▶ _What you are asked to do_
Turn the material below into a numbered list with one line per number, and drop any blank lines. Leave the pictures out of your answer.

#####

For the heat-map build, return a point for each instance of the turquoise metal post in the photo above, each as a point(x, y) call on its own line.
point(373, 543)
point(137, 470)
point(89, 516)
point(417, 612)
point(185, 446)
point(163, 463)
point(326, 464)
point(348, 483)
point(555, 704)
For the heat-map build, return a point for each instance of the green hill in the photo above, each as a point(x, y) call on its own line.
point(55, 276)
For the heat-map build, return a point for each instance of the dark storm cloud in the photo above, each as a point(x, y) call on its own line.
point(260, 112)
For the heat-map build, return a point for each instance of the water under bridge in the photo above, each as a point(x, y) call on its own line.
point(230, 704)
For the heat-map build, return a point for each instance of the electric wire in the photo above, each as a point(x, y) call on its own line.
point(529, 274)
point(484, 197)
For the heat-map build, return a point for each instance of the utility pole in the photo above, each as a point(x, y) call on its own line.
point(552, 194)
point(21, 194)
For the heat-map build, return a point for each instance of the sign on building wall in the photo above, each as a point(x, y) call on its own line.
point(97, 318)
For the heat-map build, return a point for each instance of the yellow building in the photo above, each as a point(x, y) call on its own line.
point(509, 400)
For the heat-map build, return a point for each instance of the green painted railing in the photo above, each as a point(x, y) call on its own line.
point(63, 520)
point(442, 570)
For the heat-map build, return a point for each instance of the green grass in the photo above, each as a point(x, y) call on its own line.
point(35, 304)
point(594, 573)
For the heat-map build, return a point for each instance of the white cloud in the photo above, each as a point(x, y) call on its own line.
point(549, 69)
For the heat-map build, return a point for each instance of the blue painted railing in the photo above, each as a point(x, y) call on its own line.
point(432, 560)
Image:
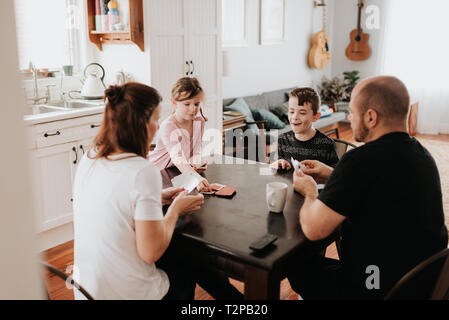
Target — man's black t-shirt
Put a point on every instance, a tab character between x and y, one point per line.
320	147
389	190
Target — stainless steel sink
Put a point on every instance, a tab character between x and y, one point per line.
40	109
72	104
61	106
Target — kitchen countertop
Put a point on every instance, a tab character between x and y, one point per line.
62	114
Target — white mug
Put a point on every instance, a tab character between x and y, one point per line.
276	196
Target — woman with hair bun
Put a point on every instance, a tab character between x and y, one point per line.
120	230
121	234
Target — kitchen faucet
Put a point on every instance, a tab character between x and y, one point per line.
36	98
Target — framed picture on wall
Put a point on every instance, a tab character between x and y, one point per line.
272	22
234	23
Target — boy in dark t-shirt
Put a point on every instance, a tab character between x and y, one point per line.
304	142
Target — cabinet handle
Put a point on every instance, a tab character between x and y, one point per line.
188	66
57	133
76	155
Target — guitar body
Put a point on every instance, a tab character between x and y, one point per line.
319	54
358	48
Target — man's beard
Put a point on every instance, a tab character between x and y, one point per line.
361	133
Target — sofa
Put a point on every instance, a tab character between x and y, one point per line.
275	102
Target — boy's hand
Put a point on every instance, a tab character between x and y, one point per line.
281	164
318	170
305	185
169	194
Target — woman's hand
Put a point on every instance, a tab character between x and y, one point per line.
204	186
169	194
200	169
318	170
281	164
305	185
184	204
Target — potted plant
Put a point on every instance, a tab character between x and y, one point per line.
336	92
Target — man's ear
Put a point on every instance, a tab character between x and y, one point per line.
371	118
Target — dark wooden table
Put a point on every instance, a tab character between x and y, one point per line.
218	235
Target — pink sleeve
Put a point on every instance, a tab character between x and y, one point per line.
175	140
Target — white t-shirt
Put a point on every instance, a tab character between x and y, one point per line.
108	197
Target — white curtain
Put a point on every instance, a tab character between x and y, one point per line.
416	39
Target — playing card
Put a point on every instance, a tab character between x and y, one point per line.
188	181
297	165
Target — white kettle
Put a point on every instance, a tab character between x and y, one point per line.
93	86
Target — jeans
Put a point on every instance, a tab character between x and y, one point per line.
318	278
184	277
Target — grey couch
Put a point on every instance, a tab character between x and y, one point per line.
272	99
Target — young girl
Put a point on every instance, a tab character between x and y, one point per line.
180	135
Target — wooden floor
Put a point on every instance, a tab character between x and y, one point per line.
62	258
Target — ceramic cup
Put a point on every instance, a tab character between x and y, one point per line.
276	196
68	70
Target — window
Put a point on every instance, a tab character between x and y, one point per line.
234	23
47	32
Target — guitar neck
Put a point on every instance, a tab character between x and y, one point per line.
359	23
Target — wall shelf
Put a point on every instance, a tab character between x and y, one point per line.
135	34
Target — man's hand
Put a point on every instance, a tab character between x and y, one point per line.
204	186
281	164
305	185
318	170
169	194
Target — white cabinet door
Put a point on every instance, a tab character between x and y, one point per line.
204	39
168	47
185	40
54	168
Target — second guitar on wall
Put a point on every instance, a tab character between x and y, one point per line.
358	48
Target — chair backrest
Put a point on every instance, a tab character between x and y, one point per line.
342	146
428	280
65	277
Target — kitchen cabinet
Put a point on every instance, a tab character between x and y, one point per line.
135	34
56	149
185	38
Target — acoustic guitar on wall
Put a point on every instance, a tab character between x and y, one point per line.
319	54
358	49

#####

▶ _Answer_
1. For the heat-map build, return a point for each instance of the turquoise metal post in the photo above, each as a point(x, y) call on its own line.
2. point(373, 543)
3. point(137, 470)
4. point(89, 516)
5. point(417, 612)
6. point(185, 446)
7. point(163, 463)
8. point(326, 464)
9. point(348, 483)
10. point(555, 704)
11. For the heat-map build, return a point for each instance of the green hill in the photo above, each as a point(x, y) call on its own line.
12. point(55, 276)
13. For the heat-map build, return a point for each instance of the dark storm cloud in the photo above, each as a point(x, y) call on its own line.
14. point(260, 112)
15. For the heat-map build, return a point for each instance of the water under bridge in the photo above, each as a point(x, y) call on its own line.
16. point(230, 704)
17. For the heat-map build, return a point for each instance of the electric wire in the photo above, each as a point(x, y) call on its own line.
18. point(529, 274)
19. point(484, 197)
20. For the heat-map build, return a point for each instance of the utility pole in the photo above, each as a point(x, y) call on its own line.
21. point(552, 194)
22. point(21, 194)
23. For the heat-map build, return a point for each instance of the sign on building wall in the photo above, each as a point(x, y) call on its own line.
24. point(97, 318)
25. For the heat-map build, return a point for each instance of the yellow building in the photo above, each as a point(x, y) call on its own line.
26. point(509, 400)
27. For the heat-map build, return a point for each instance of the green painted railing in the photo above, each as a point(x, y) call on its own line.
28. point(63, 520)
29. point(442, 570)
30. For the heat-map build, return a point for each instance of the green grass in the photo above, each as a point(x, y) call on its own line.
31. point(35, 304)
32. point(594, 573)
33. For the heat-map build, return a point for each instance of the white cloud in the photo above, each as a point(x, y) call on its own line.
34. point(549, 69)
35. For the heat-map build, return a point for each instance of the blue painted railing in the photo above, each as a point(x, y) call on its own line.
36. point(432, 560)
37. Image:
38. Target — man's black t-shirt
39. Put a point on every instance, a tab character between x and y, one point per line.
40. 320	147
41. 389	190
42. Target — stainless steel sink
43. Put a point on every instance, a tab character between x and y, one point per line.
44. 40	109
45. 72	104
46. 61	106
47. Target — kitchen countertop
48. Put a point on every instance, a tab character between x and y, one point per line.
49. 62	114
50. Target — white mug
51. Put a point on every instance, a tab character between x and y, one point per line.
52. 276	196
53. Target — woman with hair bun
54. Put a point on every instance, a tab character between x and y, one point per line.
55. 120	230
56. 121	234
57. Target — kitchen faucet
58. Put a point on every instance, a tab character between x and y, one point per line.
59. 36	98
60. Target — framed picture on wall
61. Put a point on every instance, a tab character between x and y, one point per line.
62. 272	22
63. 234	23
64. Target — boy in dark t-shirt
65. Put a point on every instance, a tab character between x and y, one point per line.
66. 304	142
67. Target — cabinet handle
68. Put a point on every instance, a tab character between x and y, one point per line.
69. 188	66
70. 57	133
71. 76	155
72. Target — guitar body
73. Put a point on every instance, a tab character between x and y, one point per line.
74. 319	54
75. 358	48
76. Target — man's beard
77. Put a point on every instance, a tab character between x and y, one point per line.
78. 361	133
79. Target — sofa
80. Put a point on every instance, a tab character between x and y, one point per line.
81. 275	102
82. Target — boy's hand
83. Put a point on every instance, a tab character between x and y, one point per line.
84. 281	164
85. 318	170
86. 305	185
87. 169	194
88. Target — woman's hand
89. Put a point on every instance, a tab character between x and y, one point per line.
90. 204	186
91. 169	194
92. 200	169
93. 318	170
94. 281	164
95. 305	185
96. 184	204
97. Target — potted plant
98. Put a point on every instance, a tab character between x and y, one point per line.
99. 336	92
100. Target — man's ear
101. Put a point on every instance, a tab character between x and y, one point per line.
102. 371	118
103. Target — dark wooden table
104. Put a point on every instance, a tab character between x and y, one point per line.
105. 218	235
106. Target — pink sleeve
107. Put a point on every instance, a tab character between x and y, one point per line.
108. 175	140
109. Target — white t-shirt
110. Put a point on every instance, a tab character between x and y, one point per line.
111. 108	197
112. Target — white curtain
113. Put a point on every instance, a tab character between x and y, one point per line.
114. 416	39
115. Target — playing card
116. Put a point on every instance, a tab character between x and y, one point per line.
117. 188	181
118. 297	165
119. Target — white kettle
120. Put a point on every instance, a tab character between x and y, one point per line.
121. 93	86
122. Target — jeans
123. Put a point on every instance, a tab character between x and y, one point per line.
124. 318	278
125. 184	277
126. Target — grey couch
127. Put a point on every instance, a tab character between x and y, one point per line.
128. 272	99
129. Target — young girl
130. Put a point on every instance, a tab character between x and y, one point per line.
131. 180	135
132. Target — wooden floor
133. Put a point on every instance, a tab character between x and y, one point per line.
134. 62	258
135. Target — ceramic cup
136. Put a point on every instance, a tab character between x and y, one point per line.
137. 276	196
138. 68	70
139. Target — window
140. Put a point on every instance, a tab character between x and y, one point per line.
141. 234	23
142. 47	32
143. Target — guitar neck
144. Put a point on every instance, a tab character between x and y, one point per line.
145. 359	23
146. Target — wall shelf
147. Put a point on every instance, a tab character between x and y, one point per line.
148. 135	34
149. Target — man's hand
150. Put a point on every instance, a tab character between x and y, one point per line.
151. 204	186
152. 281	164
153. 305	185
154. 318	170
155. 169	194
156. Target — white cabinet door
157. Put a point on every instance, a tab character between x and y, one point per line.
158. 204	39
159. 168	47
160. 185	40
161. 54	168
162. Target — second guitar on wall
163. Put a point on every instance, a tab character between x and y, one point per line.
164. 358	48
165. Target — chair backrest
166. Put a point on every instance, a tab character between x and y, one point per line.
167. 342	146
168. 428	280
169. 65	277
170. Target — kitchen cabinet
171. Put a point on every instance, a tab character between x and y, one point per line.
172. 135	34
173. 56	149
174. 185	38
175. Target — acoustic guitar on wall
176. Put a point on every instance, a tab character between x and y, one point per line.
177. 319	54
178. 358	49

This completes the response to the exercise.